> Work instruction
Reproduce verbatim every line from the one that includes "Each instance gets a single point. Label the white vase" to the closing line of the entries; omit everything before it.

> Source data
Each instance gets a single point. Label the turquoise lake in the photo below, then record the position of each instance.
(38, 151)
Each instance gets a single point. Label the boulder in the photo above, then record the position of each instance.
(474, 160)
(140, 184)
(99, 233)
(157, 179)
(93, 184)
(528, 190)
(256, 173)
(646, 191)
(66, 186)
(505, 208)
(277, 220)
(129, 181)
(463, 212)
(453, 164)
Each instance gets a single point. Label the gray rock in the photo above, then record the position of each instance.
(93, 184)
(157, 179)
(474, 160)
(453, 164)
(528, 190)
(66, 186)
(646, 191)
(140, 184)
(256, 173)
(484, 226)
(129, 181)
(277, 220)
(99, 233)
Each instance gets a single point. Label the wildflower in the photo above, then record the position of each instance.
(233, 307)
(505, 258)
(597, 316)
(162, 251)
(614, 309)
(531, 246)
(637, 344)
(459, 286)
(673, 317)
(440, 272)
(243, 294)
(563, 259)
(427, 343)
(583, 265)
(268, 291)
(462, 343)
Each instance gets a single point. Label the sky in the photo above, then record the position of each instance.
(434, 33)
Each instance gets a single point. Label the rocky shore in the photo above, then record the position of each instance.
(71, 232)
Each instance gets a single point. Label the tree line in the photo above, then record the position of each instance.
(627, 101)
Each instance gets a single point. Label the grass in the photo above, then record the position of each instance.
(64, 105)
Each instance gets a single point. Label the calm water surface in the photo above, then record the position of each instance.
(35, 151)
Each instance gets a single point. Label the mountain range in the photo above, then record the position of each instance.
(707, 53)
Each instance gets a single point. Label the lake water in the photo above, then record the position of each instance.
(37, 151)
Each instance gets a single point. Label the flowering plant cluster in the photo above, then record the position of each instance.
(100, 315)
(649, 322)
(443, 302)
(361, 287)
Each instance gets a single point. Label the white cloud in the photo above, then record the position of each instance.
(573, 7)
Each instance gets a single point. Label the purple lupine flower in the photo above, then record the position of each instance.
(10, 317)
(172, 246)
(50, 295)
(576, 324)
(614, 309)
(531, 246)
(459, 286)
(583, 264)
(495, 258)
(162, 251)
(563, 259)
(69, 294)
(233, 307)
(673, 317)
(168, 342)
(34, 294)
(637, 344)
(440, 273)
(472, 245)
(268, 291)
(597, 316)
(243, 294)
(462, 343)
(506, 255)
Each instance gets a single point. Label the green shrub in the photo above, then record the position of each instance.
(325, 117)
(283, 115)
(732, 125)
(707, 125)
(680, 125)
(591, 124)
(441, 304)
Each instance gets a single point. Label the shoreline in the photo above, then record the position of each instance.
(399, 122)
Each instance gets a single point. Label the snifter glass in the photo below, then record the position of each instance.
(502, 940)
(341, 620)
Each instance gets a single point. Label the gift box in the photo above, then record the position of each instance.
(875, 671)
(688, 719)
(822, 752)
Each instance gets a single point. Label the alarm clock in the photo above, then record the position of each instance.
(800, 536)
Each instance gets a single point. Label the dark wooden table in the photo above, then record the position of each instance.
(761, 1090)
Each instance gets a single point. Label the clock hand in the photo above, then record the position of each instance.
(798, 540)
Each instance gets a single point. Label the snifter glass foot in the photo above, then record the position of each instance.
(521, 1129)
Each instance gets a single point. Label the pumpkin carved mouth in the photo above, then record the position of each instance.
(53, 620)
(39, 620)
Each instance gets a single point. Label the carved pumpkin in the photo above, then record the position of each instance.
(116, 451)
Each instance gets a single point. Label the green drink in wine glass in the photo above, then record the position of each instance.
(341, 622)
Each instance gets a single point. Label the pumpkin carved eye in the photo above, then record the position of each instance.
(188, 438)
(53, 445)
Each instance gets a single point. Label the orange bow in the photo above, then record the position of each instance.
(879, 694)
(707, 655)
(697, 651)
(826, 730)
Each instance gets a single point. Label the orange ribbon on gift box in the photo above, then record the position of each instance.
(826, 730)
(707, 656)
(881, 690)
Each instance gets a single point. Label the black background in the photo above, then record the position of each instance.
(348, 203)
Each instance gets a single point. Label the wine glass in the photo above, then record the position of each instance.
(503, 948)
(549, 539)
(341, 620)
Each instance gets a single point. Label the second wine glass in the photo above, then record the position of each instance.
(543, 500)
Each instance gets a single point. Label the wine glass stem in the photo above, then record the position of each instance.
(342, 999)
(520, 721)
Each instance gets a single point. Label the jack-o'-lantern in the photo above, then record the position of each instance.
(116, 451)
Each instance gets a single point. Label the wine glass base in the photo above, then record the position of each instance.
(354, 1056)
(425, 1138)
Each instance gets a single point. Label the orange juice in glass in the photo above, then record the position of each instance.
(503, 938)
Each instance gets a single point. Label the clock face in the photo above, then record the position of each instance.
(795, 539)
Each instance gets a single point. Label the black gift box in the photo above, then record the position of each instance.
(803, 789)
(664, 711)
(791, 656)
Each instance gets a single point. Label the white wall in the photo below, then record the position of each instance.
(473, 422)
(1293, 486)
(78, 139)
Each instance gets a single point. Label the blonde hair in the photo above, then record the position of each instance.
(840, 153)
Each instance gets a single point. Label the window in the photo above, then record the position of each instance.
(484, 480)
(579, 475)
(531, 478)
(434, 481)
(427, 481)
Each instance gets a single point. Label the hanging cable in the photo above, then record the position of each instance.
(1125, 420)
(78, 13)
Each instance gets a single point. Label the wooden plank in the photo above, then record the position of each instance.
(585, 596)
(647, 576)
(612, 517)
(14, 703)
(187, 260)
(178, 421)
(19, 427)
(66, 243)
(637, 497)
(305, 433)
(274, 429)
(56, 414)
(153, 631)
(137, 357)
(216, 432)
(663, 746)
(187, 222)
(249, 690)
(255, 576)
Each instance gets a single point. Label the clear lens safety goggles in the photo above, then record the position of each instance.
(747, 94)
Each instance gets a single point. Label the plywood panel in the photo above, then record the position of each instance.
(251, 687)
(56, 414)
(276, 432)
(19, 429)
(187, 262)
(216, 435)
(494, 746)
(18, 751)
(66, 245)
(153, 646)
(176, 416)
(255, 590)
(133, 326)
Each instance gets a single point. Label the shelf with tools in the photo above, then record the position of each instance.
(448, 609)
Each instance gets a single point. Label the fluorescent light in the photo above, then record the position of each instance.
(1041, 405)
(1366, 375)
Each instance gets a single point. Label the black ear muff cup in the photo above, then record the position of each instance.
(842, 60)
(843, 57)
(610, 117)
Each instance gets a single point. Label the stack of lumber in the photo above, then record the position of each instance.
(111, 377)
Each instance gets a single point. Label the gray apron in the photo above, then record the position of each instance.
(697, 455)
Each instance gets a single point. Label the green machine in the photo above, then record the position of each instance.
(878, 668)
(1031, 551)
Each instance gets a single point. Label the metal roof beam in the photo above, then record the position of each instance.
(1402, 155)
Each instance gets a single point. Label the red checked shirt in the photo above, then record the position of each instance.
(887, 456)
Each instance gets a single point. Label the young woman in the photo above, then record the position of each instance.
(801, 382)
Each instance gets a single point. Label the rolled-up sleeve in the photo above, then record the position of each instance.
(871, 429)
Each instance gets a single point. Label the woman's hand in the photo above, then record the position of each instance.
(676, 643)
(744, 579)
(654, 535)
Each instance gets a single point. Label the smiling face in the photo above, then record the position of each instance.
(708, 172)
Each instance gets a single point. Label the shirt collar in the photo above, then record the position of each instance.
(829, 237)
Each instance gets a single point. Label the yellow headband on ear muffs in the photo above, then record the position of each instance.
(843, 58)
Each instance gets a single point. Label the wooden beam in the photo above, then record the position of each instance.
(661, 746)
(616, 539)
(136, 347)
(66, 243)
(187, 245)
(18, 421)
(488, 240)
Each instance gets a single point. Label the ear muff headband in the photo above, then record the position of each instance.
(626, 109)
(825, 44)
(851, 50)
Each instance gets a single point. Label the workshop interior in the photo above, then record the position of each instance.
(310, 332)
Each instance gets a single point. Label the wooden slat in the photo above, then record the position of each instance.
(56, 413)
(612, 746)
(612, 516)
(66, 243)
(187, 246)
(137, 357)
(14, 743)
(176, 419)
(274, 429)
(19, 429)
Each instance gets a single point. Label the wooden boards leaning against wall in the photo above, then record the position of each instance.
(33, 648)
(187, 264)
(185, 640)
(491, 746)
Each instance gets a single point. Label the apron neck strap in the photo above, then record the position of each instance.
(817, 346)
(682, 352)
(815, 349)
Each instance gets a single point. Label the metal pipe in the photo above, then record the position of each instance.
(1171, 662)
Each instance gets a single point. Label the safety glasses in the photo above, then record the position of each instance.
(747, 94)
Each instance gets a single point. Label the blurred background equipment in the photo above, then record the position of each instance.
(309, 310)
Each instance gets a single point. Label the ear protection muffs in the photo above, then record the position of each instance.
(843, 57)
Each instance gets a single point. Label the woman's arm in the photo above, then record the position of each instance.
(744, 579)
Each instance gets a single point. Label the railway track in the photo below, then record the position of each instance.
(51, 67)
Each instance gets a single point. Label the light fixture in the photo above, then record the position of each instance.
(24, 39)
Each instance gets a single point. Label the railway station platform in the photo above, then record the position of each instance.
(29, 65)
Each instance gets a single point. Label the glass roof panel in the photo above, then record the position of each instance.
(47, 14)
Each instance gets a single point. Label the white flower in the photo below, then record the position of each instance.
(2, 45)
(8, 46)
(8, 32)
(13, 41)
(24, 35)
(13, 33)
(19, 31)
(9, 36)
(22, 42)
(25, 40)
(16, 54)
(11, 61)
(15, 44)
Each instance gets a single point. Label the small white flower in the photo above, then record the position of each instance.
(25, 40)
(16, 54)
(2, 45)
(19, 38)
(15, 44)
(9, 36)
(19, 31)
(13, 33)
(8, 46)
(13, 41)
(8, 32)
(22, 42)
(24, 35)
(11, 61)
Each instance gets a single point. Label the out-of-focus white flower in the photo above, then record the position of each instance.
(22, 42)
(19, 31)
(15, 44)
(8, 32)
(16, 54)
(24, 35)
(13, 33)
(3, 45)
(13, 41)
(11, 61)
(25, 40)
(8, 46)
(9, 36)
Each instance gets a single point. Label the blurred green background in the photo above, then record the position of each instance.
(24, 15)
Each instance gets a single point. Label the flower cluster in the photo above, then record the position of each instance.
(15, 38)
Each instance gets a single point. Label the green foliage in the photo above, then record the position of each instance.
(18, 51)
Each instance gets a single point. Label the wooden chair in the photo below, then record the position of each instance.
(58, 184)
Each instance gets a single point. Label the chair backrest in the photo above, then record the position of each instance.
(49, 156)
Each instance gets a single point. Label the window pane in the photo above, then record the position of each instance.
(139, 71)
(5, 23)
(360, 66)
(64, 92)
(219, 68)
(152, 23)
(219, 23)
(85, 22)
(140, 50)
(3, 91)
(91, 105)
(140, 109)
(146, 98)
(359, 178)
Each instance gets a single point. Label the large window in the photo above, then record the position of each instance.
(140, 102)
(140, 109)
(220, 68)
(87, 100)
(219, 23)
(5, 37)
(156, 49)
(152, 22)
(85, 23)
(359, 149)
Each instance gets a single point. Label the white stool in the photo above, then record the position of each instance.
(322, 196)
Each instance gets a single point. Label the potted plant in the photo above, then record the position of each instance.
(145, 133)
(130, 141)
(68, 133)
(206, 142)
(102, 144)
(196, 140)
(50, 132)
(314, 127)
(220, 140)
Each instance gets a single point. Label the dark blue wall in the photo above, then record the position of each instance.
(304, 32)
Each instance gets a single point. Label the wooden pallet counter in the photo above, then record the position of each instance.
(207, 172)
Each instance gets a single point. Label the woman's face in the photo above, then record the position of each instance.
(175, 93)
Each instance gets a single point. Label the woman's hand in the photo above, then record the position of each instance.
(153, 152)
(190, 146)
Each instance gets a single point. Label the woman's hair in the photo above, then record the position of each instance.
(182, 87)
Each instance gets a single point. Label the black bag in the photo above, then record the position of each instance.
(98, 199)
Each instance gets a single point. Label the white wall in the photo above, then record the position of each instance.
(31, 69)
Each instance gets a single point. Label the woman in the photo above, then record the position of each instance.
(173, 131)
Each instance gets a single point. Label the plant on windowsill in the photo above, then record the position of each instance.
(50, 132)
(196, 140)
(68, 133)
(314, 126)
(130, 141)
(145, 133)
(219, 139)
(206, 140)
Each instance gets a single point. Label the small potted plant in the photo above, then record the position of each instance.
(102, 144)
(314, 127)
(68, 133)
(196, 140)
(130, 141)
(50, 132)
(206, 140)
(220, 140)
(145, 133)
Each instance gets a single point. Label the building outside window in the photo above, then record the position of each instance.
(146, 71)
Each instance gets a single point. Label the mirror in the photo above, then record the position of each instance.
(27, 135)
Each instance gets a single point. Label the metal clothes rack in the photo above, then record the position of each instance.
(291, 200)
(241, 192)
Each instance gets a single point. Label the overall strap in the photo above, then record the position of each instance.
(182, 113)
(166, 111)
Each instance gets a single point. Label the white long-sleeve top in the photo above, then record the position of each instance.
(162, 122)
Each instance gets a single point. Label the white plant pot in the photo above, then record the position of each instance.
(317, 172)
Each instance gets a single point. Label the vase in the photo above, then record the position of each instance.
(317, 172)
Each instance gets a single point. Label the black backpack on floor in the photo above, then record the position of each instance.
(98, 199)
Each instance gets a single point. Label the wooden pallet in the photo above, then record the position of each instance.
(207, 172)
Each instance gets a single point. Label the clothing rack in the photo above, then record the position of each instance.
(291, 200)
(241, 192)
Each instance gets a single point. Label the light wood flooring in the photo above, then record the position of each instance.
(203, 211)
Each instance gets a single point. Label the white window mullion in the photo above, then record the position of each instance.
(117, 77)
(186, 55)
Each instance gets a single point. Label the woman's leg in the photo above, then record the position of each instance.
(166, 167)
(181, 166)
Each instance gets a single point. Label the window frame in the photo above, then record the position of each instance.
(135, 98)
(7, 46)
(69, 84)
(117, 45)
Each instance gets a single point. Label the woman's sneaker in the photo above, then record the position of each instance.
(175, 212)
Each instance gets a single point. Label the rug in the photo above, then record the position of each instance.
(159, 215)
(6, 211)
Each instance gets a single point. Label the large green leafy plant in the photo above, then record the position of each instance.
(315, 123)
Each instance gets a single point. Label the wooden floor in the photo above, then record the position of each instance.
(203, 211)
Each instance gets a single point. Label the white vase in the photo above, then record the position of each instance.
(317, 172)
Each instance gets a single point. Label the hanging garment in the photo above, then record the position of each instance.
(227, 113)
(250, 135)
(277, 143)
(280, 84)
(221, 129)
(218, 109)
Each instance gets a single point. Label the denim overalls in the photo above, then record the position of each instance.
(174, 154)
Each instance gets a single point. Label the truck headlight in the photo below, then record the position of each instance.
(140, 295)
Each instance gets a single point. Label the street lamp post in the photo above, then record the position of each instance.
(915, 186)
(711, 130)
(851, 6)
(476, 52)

> Solution
Each instance gets a single point. Label the white vase in the photo above, then record the position of each instance.
(317, 172)
Each instance gets a single point. Label the hanging garment in the photo above, then record the position of each instance.
(227, 113)
(250, 135)
(277, 143)
(280, 84)
(221, 129)
(218, 109)
Each instance gets a single point. Label the denim overalls in the photo above, then record the position of each instance.
(174, 154)
Each instance gets a single point. Label the truck headlight in the photo below, then record the position of each instance.
(140, 295)
Each instance gets a single point. Label the street lamp post in the photo above, then record the position of each instance.
(915, 186)
(711, 130)
(851, 6)
(476, 52)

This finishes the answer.